__Work instruction__. Find all lines in the records that include the word "below", and copy them out.

__Data for analysis__.
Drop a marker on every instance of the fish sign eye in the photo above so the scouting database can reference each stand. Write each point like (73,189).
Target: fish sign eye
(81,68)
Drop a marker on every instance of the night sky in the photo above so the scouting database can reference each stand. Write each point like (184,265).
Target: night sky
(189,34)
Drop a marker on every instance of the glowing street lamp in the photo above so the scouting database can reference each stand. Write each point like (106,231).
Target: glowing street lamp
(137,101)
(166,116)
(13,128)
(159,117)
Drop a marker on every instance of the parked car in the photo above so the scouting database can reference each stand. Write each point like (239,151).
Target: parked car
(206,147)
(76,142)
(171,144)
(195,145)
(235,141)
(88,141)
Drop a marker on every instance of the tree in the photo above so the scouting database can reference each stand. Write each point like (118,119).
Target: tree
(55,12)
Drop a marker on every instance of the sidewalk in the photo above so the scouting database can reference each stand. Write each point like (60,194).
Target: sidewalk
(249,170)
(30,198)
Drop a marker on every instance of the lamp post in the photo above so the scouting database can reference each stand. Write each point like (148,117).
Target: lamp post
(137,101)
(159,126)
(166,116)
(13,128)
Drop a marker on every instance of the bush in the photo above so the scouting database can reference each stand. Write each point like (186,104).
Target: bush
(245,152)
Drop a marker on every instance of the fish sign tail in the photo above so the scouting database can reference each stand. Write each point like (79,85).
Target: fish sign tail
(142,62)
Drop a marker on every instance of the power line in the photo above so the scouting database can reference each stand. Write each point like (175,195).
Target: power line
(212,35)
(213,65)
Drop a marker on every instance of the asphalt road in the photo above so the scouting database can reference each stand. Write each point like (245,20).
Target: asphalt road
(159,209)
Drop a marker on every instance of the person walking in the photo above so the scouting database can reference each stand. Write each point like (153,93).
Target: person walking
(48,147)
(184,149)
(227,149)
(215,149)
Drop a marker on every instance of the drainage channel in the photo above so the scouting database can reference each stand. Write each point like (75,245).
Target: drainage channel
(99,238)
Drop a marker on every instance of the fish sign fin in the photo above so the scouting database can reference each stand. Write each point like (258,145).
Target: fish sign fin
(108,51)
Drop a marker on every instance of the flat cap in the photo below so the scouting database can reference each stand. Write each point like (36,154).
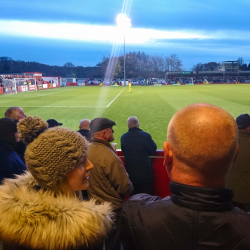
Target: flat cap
(53,123)
(243,121)
(99,124)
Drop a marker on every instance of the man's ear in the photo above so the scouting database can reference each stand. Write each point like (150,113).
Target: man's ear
(168,153)
(237,152)
(168,158)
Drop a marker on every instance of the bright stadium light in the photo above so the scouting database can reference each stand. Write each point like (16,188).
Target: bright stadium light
(123,22)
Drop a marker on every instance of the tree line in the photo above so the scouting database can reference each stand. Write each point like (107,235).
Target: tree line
(138,64)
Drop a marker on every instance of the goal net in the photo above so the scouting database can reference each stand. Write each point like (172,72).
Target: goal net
(19,85)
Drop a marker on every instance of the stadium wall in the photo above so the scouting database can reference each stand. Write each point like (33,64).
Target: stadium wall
(161,180)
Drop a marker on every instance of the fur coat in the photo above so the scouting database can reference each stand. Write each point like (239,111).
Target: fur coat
(31,219)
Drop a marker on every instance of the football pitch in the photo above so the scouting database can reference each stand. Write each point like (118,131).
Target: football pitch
(153,106)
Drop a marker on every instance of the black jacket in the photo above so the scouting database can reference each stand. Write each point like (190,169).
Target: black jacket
(191,218)
(238,177)
(137,146)
(10,163)
(86,133)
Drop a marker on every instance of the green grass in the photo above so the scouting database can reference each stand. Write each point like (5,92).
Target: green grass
(153,106)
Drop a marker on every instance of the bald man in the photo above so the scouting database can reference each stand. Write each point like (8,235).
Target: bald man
(199,214)
(84,129)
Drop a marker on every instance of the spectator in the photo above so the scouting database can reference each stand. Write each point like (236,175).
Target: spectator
(15,113)
(18,114)
(53,123)
(239,175)
(199,214)
(137,146)
(84,129)
(109,180)
(10,162)
(43,209)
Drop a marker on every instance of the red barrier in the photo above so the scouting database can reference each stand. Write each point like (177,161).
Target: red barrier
(161,180)
(71,84)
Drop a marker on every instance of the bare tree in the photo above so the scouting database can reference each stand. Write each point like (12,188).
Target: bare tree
(173,63)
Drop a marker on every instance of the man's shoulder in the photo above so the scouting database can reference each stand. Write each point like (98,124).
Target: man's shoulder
(144,203)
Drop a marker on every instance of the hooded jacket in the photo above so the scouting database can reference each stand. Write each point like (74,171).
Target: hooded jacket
(137,146)
(36,219)
(192,218)
(10,163)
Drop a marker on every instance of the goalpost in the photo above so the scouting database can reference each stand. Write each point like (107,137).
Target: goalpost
(15,85)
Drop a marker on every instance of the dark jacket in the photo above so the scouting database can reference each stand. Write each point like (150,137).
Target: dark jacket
(86,133)
(108,180)
(239,175)
(10,163)
(191,218)
(137,146)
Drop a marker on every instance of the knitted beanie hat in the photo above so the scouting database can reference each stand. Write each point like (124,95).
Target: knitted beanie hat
(51,153)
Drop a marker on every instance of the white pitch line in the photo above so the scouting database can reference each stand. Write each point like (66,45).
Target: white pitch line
(114,98)
(57,106)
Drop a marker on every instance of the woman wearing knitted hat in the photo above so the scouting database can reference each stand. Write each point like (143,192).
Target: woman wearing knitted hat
(43,209)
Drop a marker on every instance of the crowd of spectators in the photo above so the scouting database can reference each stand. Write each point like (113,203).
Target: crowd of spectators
(197,80)
(69,190)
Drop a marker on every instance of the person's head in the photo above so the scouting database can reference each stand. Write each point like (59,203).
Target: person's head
(84,124)
(15,113)
(243,121)
(53,123)
(202,145)
(133,122)
(8,133)
(101,128)
(56,157)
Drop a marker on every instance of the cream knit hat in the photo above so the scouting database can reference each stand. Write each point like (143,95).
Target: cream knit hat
(51,153)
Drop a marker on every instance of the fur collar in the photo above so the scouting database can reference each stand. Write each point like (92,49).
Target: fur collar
(38,220)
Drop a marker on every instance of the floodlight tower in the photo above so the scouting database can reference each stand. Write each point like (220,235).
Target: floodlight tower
(123,22)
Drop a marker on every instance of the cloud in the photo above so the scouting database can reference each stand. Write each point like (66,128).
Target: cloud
(109,34)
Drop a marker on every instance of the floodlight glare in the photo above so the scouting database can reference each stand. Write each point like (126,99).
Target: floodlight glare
(123,21)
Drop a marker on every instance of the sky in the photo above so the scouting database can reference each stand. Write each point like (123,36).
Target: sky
(83,32)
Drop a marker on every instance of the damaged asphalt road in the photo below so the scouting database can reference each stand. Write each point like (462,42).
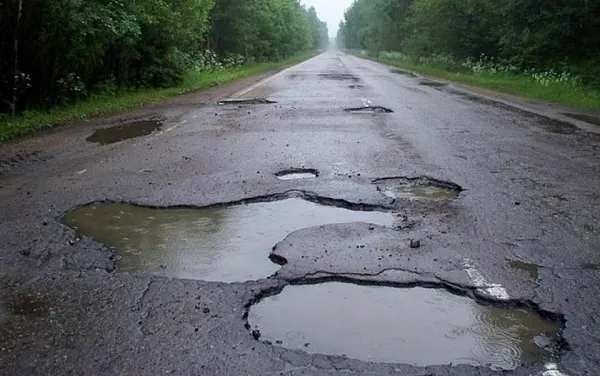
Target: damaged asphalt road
(422,186)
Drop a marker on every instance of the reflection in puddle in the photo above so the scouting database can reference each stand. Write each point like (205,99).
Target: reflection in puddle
(416,326)
(531,269)
(419,188)
(228,243)
(297,174)
(118,133)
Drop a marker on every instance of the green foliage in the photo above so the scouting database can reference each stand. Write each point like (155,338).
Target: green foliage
(546,36)
(73,49)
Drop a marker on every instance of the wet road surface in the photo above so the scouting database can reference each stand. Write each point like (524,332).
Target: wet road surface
(447,202)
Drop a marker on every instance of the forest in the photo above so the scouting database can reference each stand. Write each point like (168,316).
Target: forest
(57,52)
(550,39)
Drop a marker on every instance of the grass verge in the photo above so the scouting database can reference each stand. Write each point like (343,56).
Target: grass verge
(32,121)
(577,96)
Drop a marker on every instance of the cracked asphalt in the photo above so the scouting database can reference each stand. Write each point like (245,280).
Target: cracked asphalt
(530,194)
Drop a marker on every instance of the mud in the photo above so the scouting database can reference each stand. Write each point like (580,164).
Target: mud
(221,243)
(417,326)
(123,132)
(421,188)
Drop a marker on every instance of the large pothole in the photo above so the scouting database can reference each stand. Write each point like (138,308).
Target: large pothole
(228,243)
(421,188)
(123,132)
(418,326)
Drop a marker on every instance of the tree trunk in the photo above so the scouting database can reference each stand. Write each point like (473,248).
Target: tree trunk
(13,105)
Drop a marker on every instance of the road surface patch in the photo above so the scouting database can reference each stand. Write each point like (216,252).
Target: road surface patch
(226,243)
(420,188)
(410,325)
(123,132)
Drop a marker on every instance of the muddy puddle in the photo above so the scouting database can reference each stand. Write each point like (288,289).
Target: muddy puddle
(122,132)
(531,269)
(226,243)
(418,189)
(297,174)
(415,326)
(585,118)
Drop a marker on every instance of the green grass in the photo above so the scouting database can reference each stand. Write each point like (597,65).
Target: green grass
(577,96)
(32,121)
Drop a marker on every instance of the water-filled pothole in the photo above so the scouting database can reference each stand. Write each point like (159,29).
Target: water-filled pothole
(432,83)
(122,132)
(340,77)
(417,326)
(421,188)
(223,243)
(585,118)
(403,72)
(247,101)
(297,174)
(375,109)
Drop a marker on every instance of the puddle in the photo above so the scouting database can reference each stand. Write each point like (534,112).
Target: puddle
(415,326)
(531,269)
(418,188)
(585,118)
(375,109)
(29,305)
(118,133)
(556,126)
(297,174)
(247,101)
(403,72)
(223,243)
(339,77)
(432,83)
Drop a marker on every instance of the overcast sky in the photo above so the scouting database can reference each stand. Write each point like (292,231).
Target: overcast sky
(330,11)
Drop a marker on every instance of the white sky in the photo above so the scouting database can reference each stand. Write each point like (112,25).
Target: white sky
(330,11)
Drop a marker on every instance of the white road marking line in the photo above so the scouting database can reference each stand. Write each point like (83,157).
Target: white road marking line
(494,290)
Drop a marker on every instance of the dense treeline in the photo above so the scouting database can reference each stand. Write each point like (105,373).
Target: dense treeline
(57,51)
(560,34)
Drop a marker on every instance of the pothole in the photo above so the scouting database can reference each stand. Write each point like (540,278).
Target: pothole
(228,243)
(118,133)
(585,118)
(297,174)
(418,188)
(374,109)
(254,101)
(432,83)
(403,72)
(339,77)
(418,326)
(531,269)
(557,126)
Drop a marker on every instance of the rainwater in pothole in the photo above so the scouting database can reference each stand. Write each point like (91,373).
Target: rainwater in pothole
(297,174)
(417,326)
(225,243)
(418,189)
(531,269)
(122,132)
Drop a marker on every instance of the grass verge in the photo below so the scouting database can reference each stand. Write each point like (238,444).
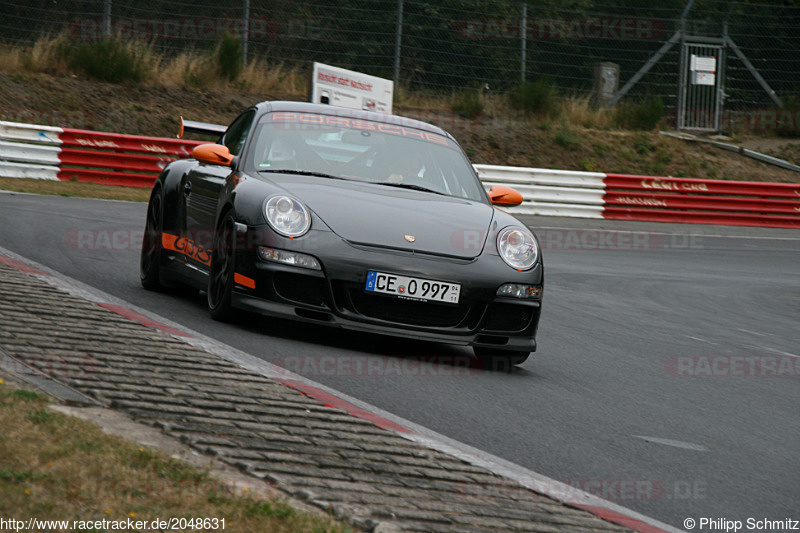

__Expected answer__.
Drop a marker on every instance of the flat cap in the photo below so the scouting database can reference each stand. Write each point like (36,154).
Drop a marker on every instance of the damaged asphalt road in the photo below so the scouting database can reference each stand. Write each point like (462,42).
Drop a marker on every instance of the grass verge in the photo below so the scouting database can reference each stand. Write each point like (238,444).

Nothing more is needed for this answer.